- Requirements:
(1) Answer these questions about the passage on the steam-cooling homework discussion:
(a) Which phase transition do participants discuss?
(b) According to one participant, what sign should all energy quantities (Q) have?
(c) What calculated value confused one participant by being above the boiling point?
(2) Transcribe the records starting at the line that contains "Note to the class: point to the grass in" and continuing through the end of the records, including both ends. Leave the pictures out of your answer.

- Provided passage:
The discussion revolves around a homework problem concerning the calculation of the final temperature of water after steam loses energy. Participants explore the energy changes involved in the phase transition from steam to water and subsequent cooling, focusing on the application of thermodynamic equations.

Discussion Character

  • Homework-related
  • Mathematical reasoning
  • Technical explanation

Main Points Raised

  • One participant outlines the approach to solving the problem, indicating the need to account for energy changes during the phase transition from steam to water and the cooling process.
  • Another participant agrees that all energy quantities (Q) should be negative, as they represent energy loss during cooling and condensation.
  • A participant expresses confusion about the calculated unknown delta T being above the boiling point, questioning the assumption that the substance is fully in liquid form.
  • Concerns are raised about the clarity of the calculations presented, with a request for more detailed explanations and units in the setup.

- Record extracts:
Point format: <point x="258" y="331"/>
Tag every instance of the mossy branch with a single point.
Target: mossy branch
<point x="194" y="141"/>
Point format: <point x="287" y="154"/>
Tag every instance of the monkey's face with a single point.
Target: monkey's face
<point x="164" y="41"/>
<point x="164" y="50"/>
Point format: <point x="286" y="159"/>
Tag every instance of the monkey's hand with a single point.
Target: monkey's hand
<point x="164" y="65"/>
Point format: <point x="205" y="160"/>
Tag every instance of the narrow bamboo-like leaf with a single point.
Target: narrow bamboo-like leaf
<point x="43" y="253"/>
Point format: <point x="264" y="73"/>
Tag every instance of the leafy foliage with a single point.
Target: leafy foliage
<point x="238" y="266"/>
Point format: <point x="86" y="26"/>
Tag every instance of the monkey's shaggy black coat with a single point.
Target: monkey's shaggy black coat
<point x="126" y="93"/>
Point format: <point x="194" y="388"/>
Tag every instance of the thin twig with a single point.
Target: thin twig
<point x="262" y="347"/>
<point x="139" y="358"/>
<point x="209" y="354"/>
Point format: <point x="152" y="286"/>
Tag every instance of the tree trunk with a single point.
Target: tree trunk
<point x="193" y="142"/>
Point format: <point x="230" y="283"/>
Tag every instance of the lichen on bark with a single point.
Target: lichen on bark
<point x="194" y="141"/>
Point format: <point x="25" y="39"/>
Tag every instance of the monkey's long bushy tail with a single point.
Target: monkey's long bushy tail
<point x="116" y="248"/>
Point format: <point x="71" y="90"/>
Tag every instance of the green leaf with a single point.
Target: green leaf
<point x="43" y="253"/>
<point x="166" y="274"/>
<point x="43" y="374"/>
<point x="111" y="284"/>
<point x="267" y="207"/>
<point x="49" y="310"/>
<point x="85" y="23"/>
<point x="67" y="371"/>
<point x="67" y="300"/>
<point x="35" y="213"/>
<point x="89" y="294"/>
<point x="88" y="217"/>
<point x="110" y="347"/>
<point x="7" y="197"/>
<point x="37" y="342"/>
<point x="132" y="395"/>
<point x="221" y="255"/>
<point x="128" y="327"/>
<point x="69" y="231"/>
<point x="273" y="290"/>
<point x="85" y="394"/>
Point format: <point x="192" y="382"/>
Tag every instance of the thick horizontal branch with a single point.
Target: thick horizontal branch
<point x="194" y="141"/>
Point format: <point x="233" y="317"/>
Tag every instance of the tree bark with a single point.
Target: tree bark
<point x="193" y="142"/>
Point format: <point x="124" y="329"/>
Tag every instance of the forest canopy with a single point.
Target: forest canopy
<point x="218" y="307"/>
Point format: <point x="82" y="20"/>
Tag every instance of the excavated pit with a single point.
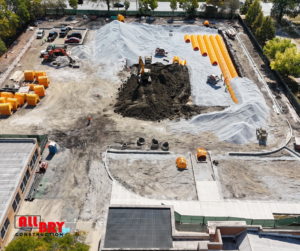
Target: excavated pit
<point x="166" y="97"/>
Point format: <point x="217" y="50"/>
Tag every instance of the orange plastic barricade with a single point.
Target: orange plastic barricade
<point x="14" y="102"/>
<point x="226" y="57"/>
<point x="202" y="45"/>
<point x="223" y="67"/>
<point x="210" y="50"/>
<point x="21" y="97"/>
<point x="187" y="38"/>
<point x="194" y="43"/>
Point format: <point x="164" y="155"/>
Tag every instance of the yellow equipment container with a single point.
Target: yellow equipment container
<point x="31" y="86"/>
<point x="14" y="102"/>
<point x="223" y="66"/>
<point x="44" y="80"/>
<point x="211" y="53"/>
<point x="201" y="154"/>
<point x="7" y="95"/>
<point x="187" y="38"/>
<point x="5" y="109"/>
<point x="226" y="57"/>
<point x="39" y="90"/>
<point x="121" y="18"/>
<point x="32" y="99"/>
<point x="194" y="43"/>
<point x="39" y="74"/>
<point x="29" y="75"/>
<point x="181" y="162"/>
<point x="21" y="97"/>
<point x="202" y="45"/>
<point x="2" y="100"/>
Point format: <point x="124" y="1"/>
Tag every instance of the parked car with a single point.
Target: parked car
<point x="75" y="34"/>
<point x="63" y="32"/>
<point x="40" y="34"/>
<point x="52" y="35"/>
<point x="72" y="40"/>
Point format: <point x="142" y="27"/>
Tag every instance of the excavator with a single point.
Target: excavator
<point x="51" y="56"/>
<point x="143" y="74"/>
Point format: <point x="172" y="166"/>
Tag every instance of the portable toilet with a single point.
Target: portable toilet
<point x="5" y="109"/>
<point x="29" y="75"/>
<point x="44" y="80"/>
<point x="52" y="148"/>
<point x="39" y="90"/>
<point x="14" y="103"/>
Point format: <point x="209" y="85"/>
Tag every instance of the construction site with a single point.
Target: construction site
<point x="154" y="115"/>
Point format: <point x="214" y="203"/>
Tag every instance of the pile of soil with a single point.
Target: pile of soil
<point x="165" y="97"/>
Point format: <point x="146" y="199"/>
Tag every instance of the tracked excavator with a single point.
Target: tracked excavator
<point x="143" y="73"/>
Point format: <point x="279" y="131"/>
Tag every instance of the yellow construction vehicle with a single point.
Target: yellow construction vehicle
<point x="143" y="74"/>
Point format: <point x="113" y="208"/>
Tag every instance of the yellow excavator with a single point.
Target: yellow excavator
<point x="143" y="74"/>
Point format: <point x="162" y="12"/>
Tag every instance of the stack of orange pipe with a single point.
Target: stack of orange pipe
<point x="211" y="53"/>
<point x="223" y="67"/>
<point x="202" y="45"/>
<point x="226" y="57"/>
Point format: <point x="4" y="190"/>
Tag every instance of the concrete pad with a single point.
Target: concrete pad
<point x="208" y="191"/>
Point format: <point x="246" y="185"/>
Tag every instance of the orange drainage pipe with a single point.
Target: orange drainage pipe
<point x="202" y="45"/>
<point x="194" y="43"/>
<point x="210" y="50"/>
<point x="187" y="38"/>
<point x="226" y="56"/>
<point x="223" y="67"/>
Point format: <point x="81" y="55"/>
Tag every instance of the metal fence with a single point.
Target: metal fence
<point x="266" y="60"/>
<point x="188" y="219"/>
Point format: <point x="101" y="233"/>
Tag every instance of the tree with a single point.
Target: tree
<point x="73" y="4"/>
<point x="267" y="30"/>
<point x="287" y="63"/>
<point x="284" y="7"/>
<point x="277" y="45"/>
<point x="258" y="21"/>
<point x="153" y="5"/>
<point x="253" y="12"/>
<point x="173" y="5"/>
<point x="244" y="9"/>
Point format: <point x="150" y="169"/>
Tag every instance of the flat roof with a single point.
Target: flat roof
<point x="14" y="156"/>
<point x="138" y="228"/>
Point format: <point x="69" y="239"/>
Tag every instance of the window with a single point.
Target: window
<point x="16" y="202"/>
<point x="5" y="228"/>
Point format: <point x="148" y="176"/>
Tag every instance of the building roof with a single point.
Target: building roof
<point x="14" y="156"/>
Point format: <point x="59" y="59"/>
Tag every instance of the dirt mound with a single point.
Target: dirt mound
<point x="165" y="97"/>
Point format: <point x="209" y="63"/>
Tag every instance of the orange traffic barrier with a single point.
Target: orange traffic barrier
<point x="223" y="67"/>
<point x="202" y="45"/>
<point x="187" y="38"/>
<point x="181" y="163"/>
<point x="194" y="43"/>
<point x="14" y="102"/>
<point x="32" y="99"/>
<point x="5" y="109"/>
<point x="210" y="50"/>
<point x="21" y="97"/>
<point x="226" y="57"/>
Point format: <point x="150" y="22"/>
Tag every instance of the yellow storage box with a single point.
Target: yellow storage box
<point x="32" y="99"/>
<point x="14" y="103"/>
<point x="5" y="109"/>
<point x="44" y="80"/>
<point x="39" y="90"/>
<point x="21" y="97"/>
<point x="29" y="75"/>
<point x="39" y="74"/>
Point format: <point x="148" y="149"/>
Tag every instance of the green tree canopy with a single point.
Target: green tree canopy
<point x="277" y="45"/>
<point x="253" y="12"/>
<point x="258" y="21"/>
<point x="267" y="30"/>
<point x="287" y="63"/>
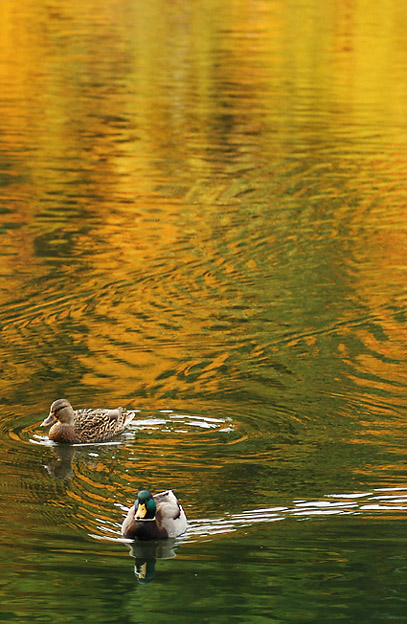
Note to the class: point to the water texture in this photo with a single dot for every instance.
(203, 218)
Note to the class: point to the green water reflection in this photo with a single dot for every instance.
(202, 216)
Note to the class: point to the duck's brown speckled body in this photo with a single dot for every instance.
(154, 517)
(84, 426)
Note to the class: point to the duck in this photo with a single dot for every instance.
(154, 517)
(85, 426)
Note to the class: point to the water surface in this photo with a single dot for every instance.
(202, 217)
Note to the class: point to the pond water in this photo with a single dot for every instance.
(203, 212)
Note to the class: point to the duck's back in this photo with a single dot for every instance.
(99, 425)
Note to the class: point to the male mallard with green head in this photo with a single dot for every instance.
(85, 425)
(154, 517)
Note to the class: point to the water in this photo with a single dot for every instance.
(202, 217)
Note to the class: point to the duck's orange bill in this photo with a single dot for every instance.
(50, 419)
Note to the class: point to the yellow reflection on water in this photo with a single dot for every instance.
(157, 159)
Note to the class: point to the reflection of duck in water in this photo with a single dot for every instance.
(146, 554)
(154, 517)
(85, 425)
(62, 468)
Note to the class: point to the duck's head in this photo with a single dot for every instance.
(144, 506)
(61, 410)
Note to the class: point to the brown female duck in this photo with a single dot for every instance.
(154, 517)
(85, 425)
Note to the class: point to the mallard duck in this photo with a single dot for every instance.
(85, 425)
(154, 517)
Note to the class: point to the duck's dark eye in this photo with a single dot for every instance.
(56, 410)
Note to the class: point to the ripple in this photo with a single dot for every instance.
(378, 501)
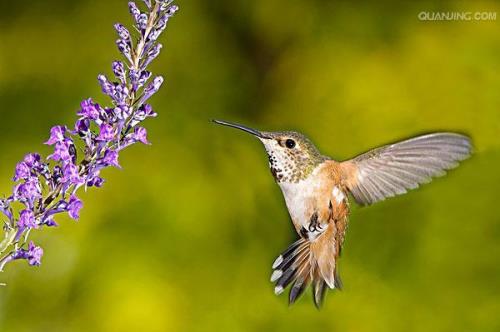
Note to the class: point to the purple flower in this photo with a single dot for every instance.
(134, 11)
(147, 3)
(123, 33)
(89, 110)
(152, 54)
(119, 71)
(96, 181)
(124, 49)
(28, 191)
(74, 207)
(35, 254)
(106, 133)
(140, 135)
(99, 132)
(71, 174)
(49, 221)
(32, 159)
(142, 21)
(82, 126)
(110, 158)
(57, 134)
(106, 86)
(26, 220)
(61, 152)
(23, 171)
(151, 89)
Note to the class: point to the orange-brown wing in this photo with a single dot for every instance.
(393, 169)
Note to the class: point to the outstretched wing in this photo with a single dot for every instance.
(394, 169)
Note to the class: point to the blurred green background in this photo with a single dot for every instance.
(183, 237)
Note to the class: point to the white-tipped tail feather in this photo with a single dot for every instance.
(298, 266)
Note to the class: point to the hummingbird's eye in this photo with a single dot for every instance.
(290, 143)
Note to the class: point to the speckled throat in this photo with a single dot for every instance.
(293, 168)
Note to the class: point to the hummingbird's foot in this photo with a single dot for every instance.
(314, 224)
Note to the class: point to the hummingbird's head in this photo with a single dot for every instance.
(292, 156)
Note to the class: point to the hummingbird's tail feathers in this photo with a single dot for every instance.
(303, 263)
(319, 291)
(289, 267)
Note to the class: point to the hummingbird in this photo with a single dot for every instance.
(316, 189)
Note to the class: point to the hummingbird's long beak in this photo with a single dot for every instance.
(241, 127)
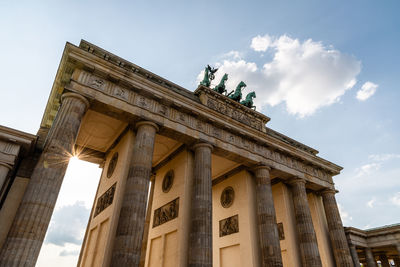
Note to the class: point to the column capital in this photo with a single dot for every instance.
(328, 191)
(296, 180)
(8, 166)
(77, 96)
(202, 144)
(262, 166)
(150, 123)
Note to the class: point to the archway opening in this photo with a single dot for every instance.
(68, 223)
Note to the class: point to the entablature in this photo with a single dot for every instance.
(186, 108)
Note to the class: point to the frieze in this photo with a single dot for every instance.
(166, 213)
(229, 226)
(211, 129)
(238, 115)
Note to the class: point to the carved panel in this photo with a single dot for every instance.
(105, 200)
(227, 197)
(281, 233)
(229, 226)
(112, 165)
(166, 213)
(168, 181)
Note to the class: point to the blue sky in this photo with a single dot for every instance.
(306, 60)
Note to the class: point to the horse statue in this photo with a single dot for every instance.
(208, 76)
(237, 94)
(220, 88)
(248, 102)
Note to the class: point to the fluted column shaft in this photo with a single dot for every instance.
(128, 238)
(267, 227)
(384, 260)
(354, 255)
(200, 240)
(336, 231)
(396, 260)
(147, 223)
(4, 169)
(33, 216)
(370, 258)
(307, 238)
(398, 249)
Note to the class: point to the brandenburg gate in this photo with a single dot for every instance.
(189, 178)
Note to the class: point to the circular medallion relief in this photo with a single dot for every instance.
(112, 165)
(167, 181)
(227, 197)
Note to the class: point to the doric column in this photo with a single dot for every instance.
(33, 216)
(4, 169)
(267, 227)
(336, 230)
(147, 223)
(200, 240)
(370, 258)
(128, 238)
(384, 260)
(305, 228)
(396, 260)
(354, 255)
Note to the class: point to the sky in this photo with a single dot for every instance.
(325, 72)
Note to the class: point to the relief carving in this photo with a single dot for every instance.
(120, 93)
(112, 165)
(166, 213)
(96, 82)
(105, 200)
(227, 197)
(229, 226)
(168, 181)
(222, 106)
(281, 233)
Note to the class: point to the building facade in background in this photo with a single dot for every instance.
(189, 178)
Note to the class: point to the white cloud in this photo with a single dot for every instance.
(346, 218)
(261, 43)
(236, 55)
(371, 203)
(303, 75)
(366, 91)
(68, 224)
(396, 199)
(383, 157)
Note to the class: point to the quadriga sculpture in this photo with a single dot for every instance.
(208, 76)
(237, 94)
(220, 88)
(248, 102)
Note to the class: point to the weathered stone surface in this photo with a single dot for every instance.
(336, 231)
(370, 258)
(354, 255)
(147, 224)
(4, 169)
(267, 227)
(32, 219)
(307, 238)
(128, 239)
(200, 240)
(384, 260)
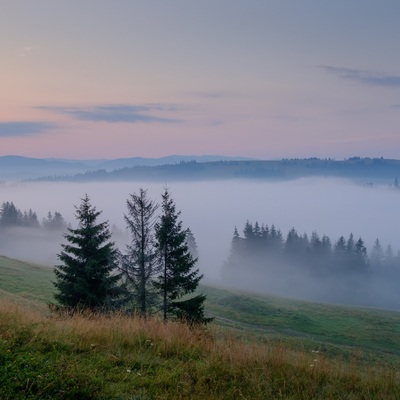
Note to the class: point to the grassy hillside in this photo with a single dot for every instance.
(258, 348)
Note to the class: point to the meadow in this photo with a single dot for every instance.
(258, 347)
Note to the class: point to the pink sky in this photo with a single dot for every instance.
(100, 79)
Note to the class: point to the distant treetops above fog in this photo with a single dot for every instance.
(11, 216)
(262, 245)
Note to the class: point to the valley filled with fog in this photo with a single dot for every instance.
(212, 210)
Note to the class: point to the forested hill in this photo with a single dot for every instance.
(363, 170)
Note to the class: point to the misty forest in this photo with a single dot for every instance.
(155, 272)
(262, 259)
(313, 267)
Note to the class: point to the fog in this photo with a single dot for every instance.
(213, 209)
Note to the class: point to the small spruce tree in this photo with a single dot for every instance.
(86, 278)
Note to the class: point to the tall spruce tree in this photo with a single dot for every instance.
(86, 278)
(178, 276)
(139, 264)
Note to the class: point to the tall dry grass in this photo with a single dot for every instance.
(171, 360)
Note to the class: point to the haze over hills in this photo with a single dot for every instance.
(207, 167)
(14, 167)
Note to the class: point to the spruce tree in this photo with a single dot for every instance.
(139, 264)
(86, 278)
(178, 276)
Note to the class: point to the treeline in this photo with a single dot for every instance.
(313, 266)
(315, 253)
(11, 216)
(155, 274)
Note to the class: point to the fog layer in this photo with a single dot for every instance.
(213, 209)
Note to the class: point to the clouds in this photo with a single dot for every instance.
(24, 128)
(117, 113)
(369, 78)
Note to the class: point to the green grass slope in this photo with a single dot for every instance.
(259, 347)
(26, 280)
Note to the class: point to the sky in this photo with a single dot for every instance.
(266, 79)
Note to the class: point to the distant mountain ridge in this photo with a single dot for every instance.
(14, 167)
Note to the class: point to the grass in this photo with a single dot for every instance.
(118, 357)
(259, 348)
(317, 325)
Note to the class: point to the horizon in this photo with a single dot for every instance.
(265, 80)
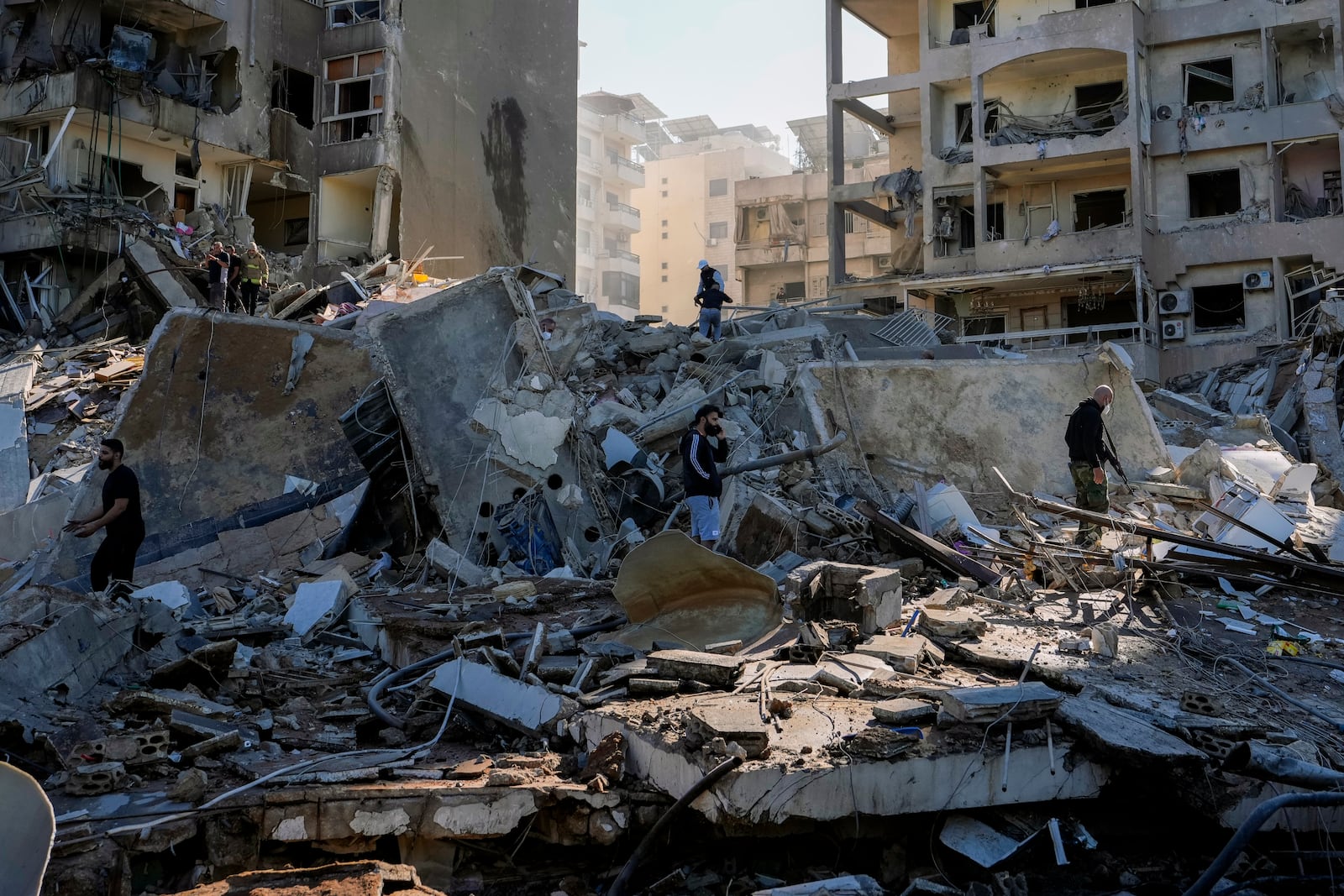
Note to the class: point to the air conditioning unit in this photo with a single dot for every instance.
(1175, 301)
(1258, 280)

- Task-by-task outputs:
(1)
(a) The transition is from steam to water.
(b) All energy quantities (Q) should be negative.
(c) The calculated unknown delta T was above the boiling point.

(2)
Note to the class: point to the grass in this photo with a single dot for every instance.
(118, 357)
(259, 348)
(317, 325)
Note to the class: point to the horizon in this photo with a single dot for every instance.
(265, 80)
Note to the class: point to the air conditioning unit in this photo with a single dot for every instance.
(1175, 301)
(1258, 280)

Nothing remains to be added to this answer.